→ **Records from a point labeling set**

────────────────────────────────────────

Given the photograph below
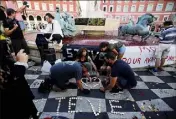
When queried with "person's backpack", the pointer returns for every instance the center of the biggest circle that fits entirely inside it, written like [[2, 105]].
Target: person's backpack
[[50, 55], [45, 86]]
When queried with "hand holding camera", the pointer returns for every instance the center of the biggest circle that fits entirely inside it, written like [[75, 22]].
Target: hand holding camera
[[26, 4], [22, 57]]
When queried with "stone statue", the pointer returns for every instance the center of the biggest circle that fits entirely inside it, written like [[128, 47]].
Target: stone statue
[[67, 23], [140, 28]]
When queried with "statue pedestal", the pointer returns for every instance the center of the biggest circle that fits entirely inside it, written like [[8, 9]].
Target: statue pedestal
[[110, 25], [94, 33]]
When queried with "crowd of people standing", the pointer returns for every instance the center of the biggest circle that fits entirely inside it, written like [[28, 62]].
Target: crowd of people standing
[[13, 63]]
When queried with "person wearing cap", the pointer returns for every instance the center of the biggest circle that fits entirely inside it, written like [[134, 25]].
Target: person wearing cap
[[117, 48], [62, 72], [12, 30], [82, 56], [167, 37], [13, 5], [53, 28]]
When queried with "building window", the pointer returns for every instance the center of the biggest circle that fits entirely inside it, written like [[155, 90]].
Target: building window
[[39, 18], [141, 8], [64, 7], [20, 4], [58, 5], [104, 8], [126, 1], [157, 18], [123, 18], [118, 17], [169, 6], [125, 8], [165, 18], [111, 1], [44, 7], [118, 9], [51, 7], [71, 8], [133, 8], [159, 7], [36, 5], [150, 7], [111, 9], [31, 18]]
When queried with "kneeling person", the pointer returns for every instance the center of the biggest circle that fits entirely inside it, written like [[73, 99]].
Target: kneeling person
[[122, 76], [62, 72]]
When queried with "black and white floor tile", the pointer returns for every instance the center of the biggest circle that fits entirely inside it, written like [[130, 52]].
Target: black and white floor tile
[[153, 98]]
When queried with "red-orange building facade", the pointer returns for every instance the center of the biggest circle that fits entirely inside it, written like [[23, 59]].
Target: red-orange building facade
[[126, 9]]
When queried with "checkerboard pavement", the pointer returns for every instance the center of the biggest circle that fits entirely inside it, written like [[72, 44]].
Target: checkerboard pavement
[[157, 90]]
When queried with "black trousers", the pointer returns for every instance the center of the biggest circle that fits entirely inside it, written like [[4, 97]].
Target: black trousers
[[19, 44]]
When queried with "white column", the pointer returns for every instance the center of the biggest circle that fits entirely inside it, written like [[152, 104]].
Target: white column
[[29, 25], [35, 20]]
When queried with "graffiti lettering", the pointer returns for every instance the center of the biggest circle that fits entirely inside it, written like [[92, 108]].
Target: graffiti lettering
[[149, 49], [134, 61], [170, 58], [70, 53], [149, 60]]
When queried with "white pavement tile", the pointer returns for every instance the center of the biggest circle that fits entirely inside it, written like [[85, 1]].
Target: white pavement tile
[[126, 115], [40, 104], [173, 85], [141, 85], [151, 79], [31, 76], [159, 104], [163, 93], [119, 96], [68, 93], [85, 106], [64, 114], [36, 83], [162, 73]]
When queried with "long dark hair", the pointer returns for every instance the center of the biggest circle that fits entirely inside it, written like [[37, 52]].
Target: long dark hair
[[103, 44], [79, 54]]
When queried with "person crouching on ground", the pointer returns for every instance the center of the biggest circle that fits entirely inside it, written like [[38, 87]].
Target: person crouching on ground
[[62, 72], [117, 48], [167, 37], [122, 76], [82, 57]]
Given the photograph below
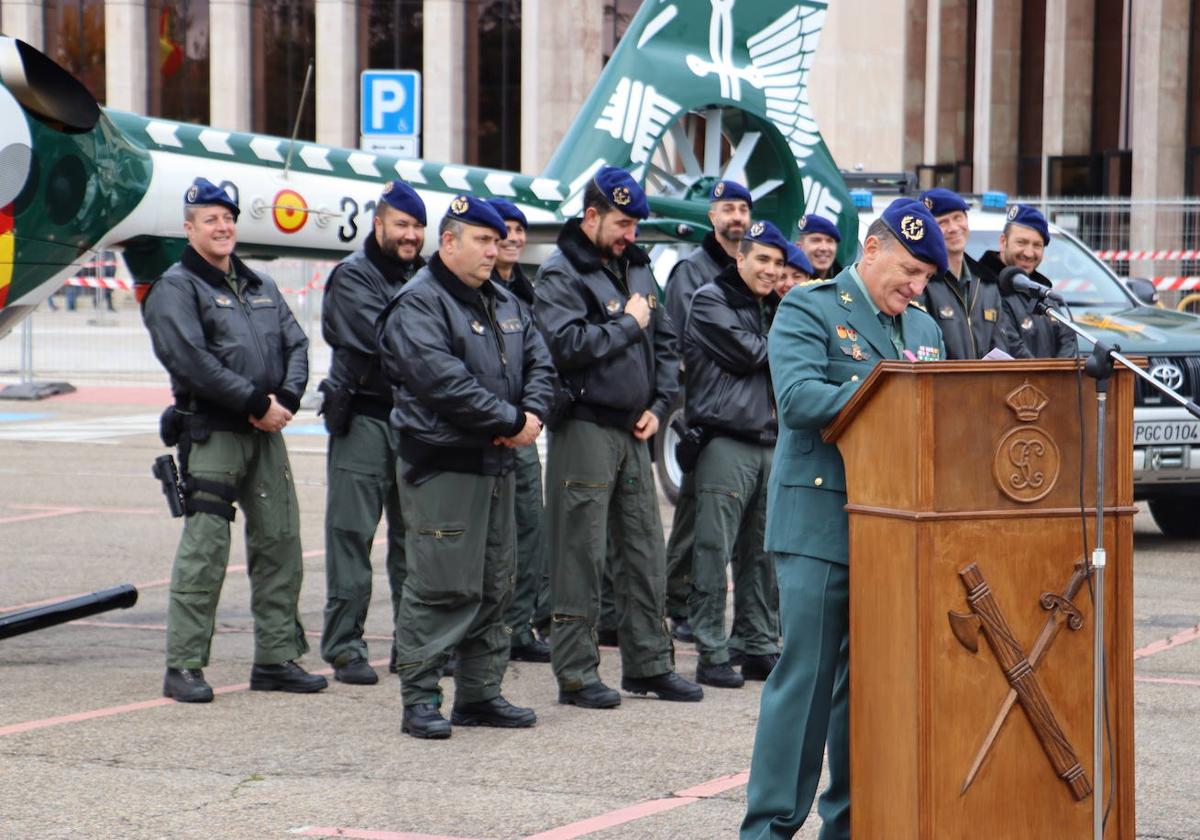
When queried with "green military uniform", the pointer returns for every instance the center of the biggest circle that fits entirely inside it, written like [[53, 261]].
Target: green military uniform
[[361, 483], [823, 343]]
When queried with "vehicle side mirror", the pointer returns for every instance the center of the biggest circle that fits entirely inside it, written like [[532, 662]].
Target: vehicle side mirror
[[1144, 291]]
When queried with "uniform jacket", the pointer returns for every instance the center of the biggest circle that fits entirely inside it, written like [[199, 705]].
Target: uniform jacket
[[970, 319], [1026, 334], [725, 351], [465, 365], [813, 366], [357, 293], [226, 352], [615, 369], [689, 274]]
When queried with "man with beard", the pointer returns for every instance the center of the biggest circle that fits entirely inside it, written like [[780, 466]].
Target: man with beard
[[729, 213], [531, 591], [731, 402], [1026, 334], [615, 348], [471, 382], [361, 460], [239, 365], [964, 300], [820, 239]]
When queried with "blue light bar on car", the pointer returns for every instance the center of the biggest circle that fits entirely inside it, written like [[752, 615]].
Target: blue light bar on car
[[995, 201]]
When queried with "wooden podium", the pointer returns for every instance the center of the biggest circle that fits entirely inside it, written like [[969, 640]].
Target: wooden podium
[[961, 477]]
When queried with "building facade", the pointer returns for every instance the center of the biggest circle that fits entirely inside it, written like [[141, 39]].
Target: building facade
[[1055, 97]]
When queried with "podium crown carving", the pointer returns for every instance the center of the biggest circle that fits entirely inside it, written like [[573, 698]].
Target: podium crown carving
[[1027, 402]]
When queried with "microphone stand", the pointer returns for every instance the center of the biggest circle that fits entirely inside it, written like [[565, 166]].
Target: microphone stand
[[1099, 367]]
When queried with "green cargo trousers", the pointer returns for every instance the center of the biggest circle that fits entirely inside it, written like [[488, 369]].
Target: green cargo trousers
[[531, 593], [361, 487], [460, 541], [731, 522], [256, 463], [679, 549], [804, 712], [600, 489]]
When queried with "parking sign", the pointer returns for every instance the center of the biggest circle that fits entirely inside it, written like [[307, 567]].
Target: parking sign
[[390, 103]]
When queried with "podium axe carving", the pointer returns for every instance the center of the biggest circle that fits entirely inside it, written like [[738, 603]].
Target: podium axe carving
[[985, 616]]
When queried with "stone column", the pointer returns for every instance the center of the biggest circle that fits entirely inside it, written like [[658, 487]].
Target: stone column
[[561, 59], [231, 65], [1158, 105], [997, 94], [337, 73], [1067, 90], [443, 121], [24, 19], [125, 37]]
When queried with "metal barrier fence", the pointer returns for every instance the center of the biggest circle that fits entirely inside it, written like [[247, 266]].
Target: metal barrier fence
[[91, 331], [1153, 239]]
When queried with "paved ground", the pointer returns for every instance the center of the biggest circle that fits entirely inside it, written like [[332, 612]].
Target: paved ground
[[88, 748]]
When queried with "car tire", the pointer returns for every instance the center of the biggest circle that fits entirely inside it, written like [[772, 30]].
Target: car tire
[[1177, 517], [665, 465]]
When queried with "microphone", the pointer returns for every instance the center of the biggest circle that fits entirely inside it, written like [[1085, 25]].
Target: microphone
[[1014, 281]]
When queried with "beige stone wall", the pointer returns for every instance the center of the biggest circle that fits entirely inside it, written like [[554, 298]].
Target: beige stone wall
[[231, 71], [858, 85], [337, 77], [561, 60], [125, 35]]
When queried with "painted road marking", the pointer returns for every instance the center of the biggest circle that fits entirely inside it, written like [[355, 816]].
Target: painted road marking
[[96, 430]]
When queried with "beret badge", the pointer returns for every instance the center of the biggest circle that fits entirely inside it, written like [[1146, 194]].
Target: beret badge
[[912, 228]]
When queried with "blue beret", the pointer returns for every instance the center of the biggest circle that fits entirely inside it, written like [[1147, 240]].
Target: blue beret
[[1030, 217], [798, 259], [730, 191], [471, 210], [917, 229], [765, 233], [622, 191], [204, 192], [813, 223], [509, 211], [941, 202], [400, 196]]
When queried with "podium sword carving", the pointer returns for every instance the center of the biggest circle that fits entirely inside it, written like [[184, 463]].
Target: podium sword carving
[[987, 616]]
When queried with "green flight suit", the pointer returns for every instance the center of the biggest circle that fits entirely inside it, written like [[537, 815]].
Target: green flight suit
[[361, 489], [256, 463], [531, 592], [605, 495], [460, 539], [731, 520], [823, 343]]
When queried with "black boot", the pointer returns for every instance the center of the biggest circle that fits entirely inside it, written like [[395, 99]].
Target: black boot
[[495, 712], [186, 685], [424, 720], [592, 696], [285, 677], [667, 685], [355, 672], [720, 676], [759, 666]]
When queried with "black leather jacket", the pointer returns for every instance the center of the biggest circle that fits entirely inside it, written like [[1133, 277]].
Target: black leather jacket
[[465, 365], [1026, 334], [226, 351], [970, 317], [725, 349], [355, 294], [615, 369]]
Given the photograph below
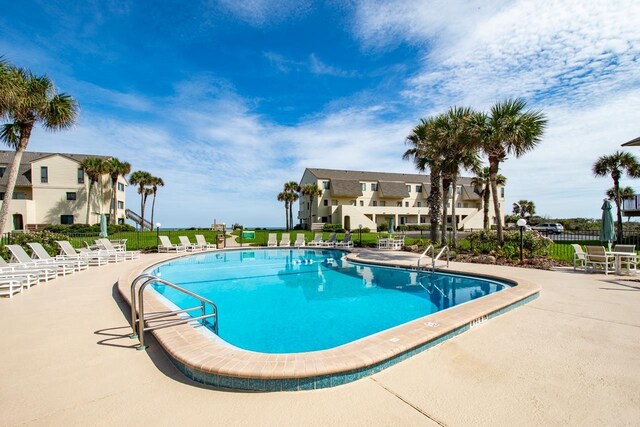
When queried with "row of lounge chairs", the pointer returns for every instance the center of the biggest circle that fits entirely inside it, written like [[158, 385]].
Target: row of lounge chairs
[[332, 241], [24, 271], [185, 244]]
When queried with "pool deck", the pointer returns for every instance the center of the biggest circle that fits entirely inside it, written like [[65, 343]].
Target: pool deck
[[570, 357]]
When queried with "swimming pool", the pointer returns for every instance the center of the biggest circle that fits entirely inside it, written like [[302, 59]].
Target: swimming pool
[[302, 300]]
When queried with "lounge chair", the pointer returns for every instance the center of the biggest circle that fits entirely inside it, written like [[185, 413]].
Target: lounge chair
[[166, 245], [331, 241], [202, 242], [597, 257], [317, 240], [285, 240], [299, 240], [44, 273], [191, 247], [346, 242], [106, 244], [41, 253], [92, 258], [20, 255], [579, 257]]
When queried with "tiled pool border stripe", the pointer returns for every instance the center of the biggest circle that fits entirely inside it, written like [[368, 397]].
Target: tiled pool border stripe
[[228, 367], [325, 381]]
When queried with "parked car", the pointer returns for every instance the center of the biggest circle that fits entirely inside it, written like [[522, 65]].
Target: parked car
[[550, 228]]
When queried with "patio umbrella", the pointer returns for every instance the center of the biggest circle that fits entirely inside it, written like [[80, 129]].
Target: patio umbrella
[[607, 231], [103, 226]]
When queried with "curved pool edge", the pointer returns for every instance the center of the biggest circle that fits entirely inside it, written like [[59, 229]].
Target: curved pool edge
[[220, 364]]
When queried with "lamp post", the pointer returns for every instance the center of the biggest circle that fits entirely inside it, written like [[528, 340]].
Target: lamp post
[[521, 223]]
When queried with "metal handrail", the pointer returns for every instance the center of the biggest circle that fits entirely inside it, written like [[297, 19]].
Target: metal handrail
[[430, 247], [138, 318]]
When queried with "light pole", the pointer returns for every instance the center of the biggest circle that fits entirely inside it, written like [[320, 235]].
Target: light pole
[[521, 223]]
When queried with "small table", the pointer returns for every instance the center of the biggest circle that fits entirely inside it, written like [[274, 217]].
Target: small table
[[619, 256]]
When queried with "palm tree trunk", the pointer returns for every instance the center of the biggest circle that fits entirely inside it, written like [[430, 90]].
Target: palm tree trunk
[[25, 133], [486, 196], [493, 176]]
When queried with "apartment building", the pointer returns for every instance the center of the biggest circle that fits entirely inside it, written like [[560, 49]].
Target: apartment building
[[353, 198], [52, 188]]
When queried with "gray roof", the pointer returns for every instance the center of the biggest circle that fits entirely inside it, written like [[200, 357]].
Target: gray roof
[[347, 175], [344, 188], [393, 189]]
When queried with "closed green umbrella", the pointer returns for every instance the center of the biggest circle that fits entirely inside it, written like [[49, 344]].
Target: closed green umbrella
[[607, 230]]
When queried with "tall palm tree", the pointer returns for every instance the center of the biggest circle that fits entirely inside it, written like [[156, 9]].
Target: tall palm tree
[[95, 168], [141, 179], [312, 191], [292, 188], [507, 129], [615, 165], [426, 153], [283, 197], [155, 182], [116, 170], [28, 99], [482, 187]]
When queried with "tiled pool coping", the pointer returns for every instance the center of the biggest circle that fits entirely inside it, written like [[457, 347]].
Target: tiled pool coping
[[214, 362]]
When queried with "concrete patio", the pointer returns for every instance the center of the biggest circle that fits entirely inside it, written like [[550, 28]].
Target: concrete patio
[[571, 357]]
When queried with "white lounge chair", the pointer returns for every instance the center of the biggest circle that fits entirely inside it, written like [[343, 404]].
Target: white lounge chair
[[106, 244], [299, 240], [20, 255], [41, 253], [317, 240], [346, 242], [166, 245], [285, 240], [92, 258], [191, 247], [202, 242]]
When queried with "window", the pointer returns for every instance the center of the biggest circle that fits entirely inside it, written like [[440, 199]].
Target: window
[[66, 219]]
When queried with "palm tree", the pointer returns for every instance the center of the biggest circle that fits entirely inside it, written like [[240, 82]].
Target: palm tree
[[426, 153], [312, 191], [141, 179], [615, 165], [95, 168], [28, 99], [507, 129], [482, 187], [292, 188], [116, 170], [155, 182], [283, 197]]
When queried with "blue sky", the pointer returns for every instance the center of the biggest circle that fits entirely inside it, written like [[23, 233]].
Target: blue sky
[[226, 100]]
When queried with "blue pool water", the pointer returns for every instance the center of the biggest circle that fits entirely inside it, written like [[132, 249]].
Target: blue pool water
[[291, 300]]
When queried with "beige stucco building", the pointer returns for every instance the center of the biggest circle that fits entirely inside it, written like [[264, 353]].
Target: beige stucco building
[[52, 189], [353, 198]]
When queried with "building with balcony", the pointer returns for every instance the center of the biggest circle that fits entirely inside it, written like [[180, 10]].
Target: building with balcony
[[52, 188], [353, 198]]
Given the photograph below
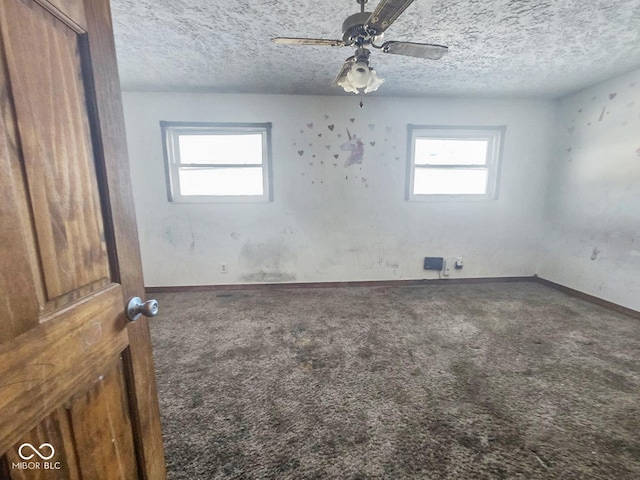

────────────────────────────────────────

→ **AIM**
Starting with the line containing "like [[65, 343]]." and going on through the line containing "[[570, 357]]", write these lines out again, requests included, but multiply every point coordinate in the answers by 1.2 and round each to a whole number, with halves going up.

→ **TASK RESULT**
When queried with "pool deck", the pointer returns for every instance the center of the biggest circle that fits entirely inside it, written like [[65, 343]].
Target: pool deck
[[684, 428]]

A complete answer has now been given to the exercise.